WHAT TO PRODUCE:
Copy each of the items below line by line, with no change to any word or mark.

SUPPLIED RECORDS:
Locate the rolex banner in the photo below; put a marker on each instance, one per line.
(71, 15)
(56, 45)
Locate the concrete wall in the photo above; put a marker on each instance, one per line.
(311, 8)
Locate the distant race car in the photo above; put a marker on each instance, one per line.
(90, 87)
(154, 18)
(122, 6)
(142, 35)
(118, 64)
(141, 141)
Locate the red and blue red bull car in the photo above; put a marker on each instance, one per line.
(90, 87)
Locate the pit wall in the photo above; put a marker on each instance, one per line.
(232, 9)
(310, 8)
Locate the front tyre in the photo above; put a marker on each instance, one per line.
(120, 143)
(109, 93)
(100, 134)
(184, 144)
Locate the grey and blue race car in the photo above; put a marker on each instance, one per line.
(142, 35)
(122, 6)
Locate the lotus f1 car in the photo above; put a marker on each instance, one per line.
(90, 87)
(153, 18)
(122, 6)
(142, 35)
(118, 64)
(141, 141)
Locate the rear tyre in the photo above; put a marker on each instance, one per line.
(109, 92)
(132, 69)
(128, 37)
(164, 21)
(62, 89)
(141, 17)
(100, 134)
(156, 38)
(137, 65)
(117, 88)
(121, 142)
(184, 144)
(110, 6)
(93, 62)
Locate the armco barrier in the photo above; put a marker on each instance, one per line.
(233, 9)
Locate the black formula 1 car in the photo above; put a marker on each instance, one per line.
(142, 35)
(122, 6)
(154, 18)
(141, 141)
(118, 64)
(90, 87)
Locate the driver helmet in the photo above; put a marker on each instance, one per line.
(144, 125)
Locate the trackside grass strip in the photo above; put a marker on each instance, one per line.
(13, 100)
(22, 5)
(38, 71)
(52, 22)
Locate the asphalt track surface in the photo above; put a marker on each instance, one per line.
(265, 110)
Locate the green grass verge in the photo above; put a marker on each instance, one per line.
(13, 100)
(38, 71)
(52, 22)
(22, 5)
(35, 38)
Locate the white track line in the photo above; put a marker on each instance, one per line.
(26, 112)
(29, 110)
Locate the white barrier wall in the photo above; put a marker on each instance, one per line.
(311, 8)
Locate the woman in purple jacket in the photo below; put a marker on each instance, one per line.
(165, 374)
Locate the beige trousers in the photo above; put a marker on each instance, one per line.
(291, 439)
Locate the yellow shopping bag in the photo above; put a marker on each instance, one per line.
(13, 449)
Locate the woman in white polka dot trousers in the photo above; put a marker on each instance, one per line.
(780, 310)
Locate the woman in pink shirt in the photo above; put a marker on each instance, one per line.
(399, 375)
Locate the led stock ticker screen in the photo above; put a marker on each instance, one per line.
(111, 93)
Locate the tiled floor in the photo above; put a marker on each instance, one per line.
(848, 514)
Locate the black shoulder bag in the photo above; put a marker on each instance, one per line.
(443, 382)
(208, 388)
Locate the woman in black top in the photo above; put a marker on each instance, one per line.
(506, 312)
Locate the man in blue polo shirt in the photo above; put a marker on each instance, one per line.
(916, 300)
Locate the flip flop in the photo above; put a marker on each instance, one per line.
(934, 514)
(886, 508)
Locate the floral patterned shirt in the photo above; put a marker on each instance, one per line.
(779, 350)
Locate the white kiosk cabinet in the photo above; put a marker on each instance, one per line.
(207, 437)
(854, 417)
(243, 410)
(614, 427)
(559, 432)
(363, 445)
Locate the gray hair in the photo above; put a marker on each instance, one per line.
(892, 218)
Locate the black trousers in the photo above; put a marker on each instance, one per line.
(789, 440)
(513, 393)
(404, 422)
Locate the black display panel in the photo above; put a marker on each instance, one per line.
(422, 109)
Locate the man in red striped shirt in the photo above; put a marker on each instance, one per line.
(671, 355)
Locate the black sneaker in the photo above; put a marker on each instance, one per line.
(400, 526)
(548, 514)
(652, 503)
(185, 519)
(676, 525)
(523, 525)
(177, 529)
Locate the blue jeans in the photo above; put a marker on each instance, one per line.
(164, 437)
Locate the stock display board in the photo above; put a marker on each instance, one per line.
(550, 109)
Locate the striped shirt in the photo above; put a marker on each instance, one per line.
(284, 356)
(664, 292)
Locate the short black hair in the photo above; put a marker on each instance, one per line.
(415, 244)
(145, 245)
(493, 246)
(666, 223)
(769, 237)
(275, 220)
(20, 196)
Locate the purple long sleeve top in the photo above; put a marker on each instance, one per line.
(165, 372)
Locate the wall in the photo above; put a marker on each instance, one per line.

ANSWER TO THIS PROBLEM:
Locate the rolex banner in the photo below; put a marker on each instance, one per line.
(71, 15)
(56, 45)
Locate the concrete wall in the photo above; put a marker on each instance, one per line.
(311, 8)
Locate the distant race car in the photo above; put a marker on each instance, one per line.
(90, 87)
(154, 18)
(122, 6)
(142, 35)
(118, 64)
(141, 141)
Locate the red and blue red bull car in the photo above; put a marker on each instance, one per line.
(90, 87)
Locate the pit wall in the photo above; put a marker on each instance, one per line.
(232, 9)
(310, 8)
Locate the front tyre in the photo above; put a marker on each instance, one per line.
(120, 143)
(109, 93)
(100, 134)
(184, 144)
Locate the grey and blue race car in the photo above; put a marker on each instance, one per line.
(142, 35)
(122, 6)
Locate the lotus f1 car in the photo above; put a marker on each instance, one per line.
(90, 87)
(153, 18)
(122, 6)
(142, 35)
(118, 64)
(141, 141)
Locate the rear tyre in the photo above; put a marker on each instance, one per line.
(109, 92)
(132, 69)
(128, 37)
(164, 21)
(62, 89)
(141, 17)
(100, 134)
(156, 38)
(137, 65)
(117, 88)
(121, 142)
(184, 144)
(110, 6)
(93, 62)
Locate the armco barrier in the photo above; put a marker on each instance, one per line.
(233, 9)
Locate the black formula 1 car in the photo above; put a marker on each instance, one per line.
(142, 35)
(122, 6)
(154, 18)
(141, 141)
(118, 64)
(90, 87)
Locate the driver helmet in the photo above; put a marker on each instance, one per line.
(144, 125)
Locate the trackside grass strip in the photo above; put a marker on each instance, one per line.
(13, 100)
(22, 5)
(38, 71)
(52, 22)
Locate the asphalt track surface in the photo above; put a marker on each instance, one per line.
(265, 110)
Locate the green grass verge in the photo above; put a marker on each instance, one per line.
(13, 100)
(38, 71)
(52, 22)
(22, 5)
(35, 38)
Locate the white track line in the photo above; put a marker on each instance, one per line.
(26, 112)
(29, 110)
Locate the white barrier wall in the photo above; put a marker on each instance, one per line.
(311, 8)
Locate the woman in purple jacket in the photo below; put a marker on each instance, one per line.
(165, 374)
Locate the beige trousers in the photo above; put a marker on each instance, one per line.
(291, 439)
Locate the yellow shopping bag in the photo above; put a marker on each instance, one per line.
(13, 449)
Locate the woman in white polka dot trousers in the photo above; put a marker on each instance, one per line.
(780, 310)
Locate the woman in pink shirt in the photo above; put a marker on each instance, one per line.
(399, 375)
Locate the led stock ticker screen in the photo above; put a marker on each instance, one per line.
(111, 93)
Locate the tiled floor in the photo above; put a marker on each instance, one per line.
(848, 514)
Locate the black shoulder bag in the photo above; put a marker on each instance, one per line.
(443, 382)
(208, 388)
Locate the woman in black top in the photo above; put a marker on each instance, one per line.
(506, 312)
Locate the man in blue polo shirt in the photo above; put a marker on each instance, one per line.
(916, 300)
Locate the flip flop in the photo above; put a marker on each instance, one per line.
(934, 514)
(886, 508)
Locate the floral patterned shirt in the photo above; put a marker on each instance, one per line.
(779, 350)
Locate the white kiosk cabinet in the photo above; put a marker on each instance, one per line.
(207, 437)
(854, 417)
(243, 410)
(614, 427)
(559, 432)
(363, 445)
Locate the gray hair in the photo above; put a marker on each instance, one per line.
(892, 218)
Locate the black trousers in the photo above; put a marker on each instance, one per line.
(789, 440)
(513, 393)
(404, 422)
Locate the black display panel in the photo above; put a marker on each instance, one per line.
(422, 109)
Locate the man in red striped shirt in the photo above; put a marker on each instance, one per line.
(671, 355)
Locate the black sneaker in the photo above; put a marker on each instance, one per line.
(400, 526)
(548, 514)
(652, 503)
(185, 519)
(676, 525)
(523, 525)
(177, 529)
Locate the blue jeans in the photo above; put a marker on each instance, one per line.
(164, 437)
Locate the stock display board in the photo above; put a marker on each instance, one per line.
(550, 109)
Locate the striped shirt in the photo above; put a marker on each instance, one per line.
(284, 356)
(664, 292)
Locate the short black hair in the photo above; put a marker on each instance, one per line.
(415, 244)
(145, 245)
(493, 246)
(666, 223)
(769, 237)
(275, 220)
(20, 196)
Locate the purple long sleeve top in the photo above; put a marker on each instance, one per line.
(165, 372)
Locate the wall in the photo above; put a marker on each instance, one per line.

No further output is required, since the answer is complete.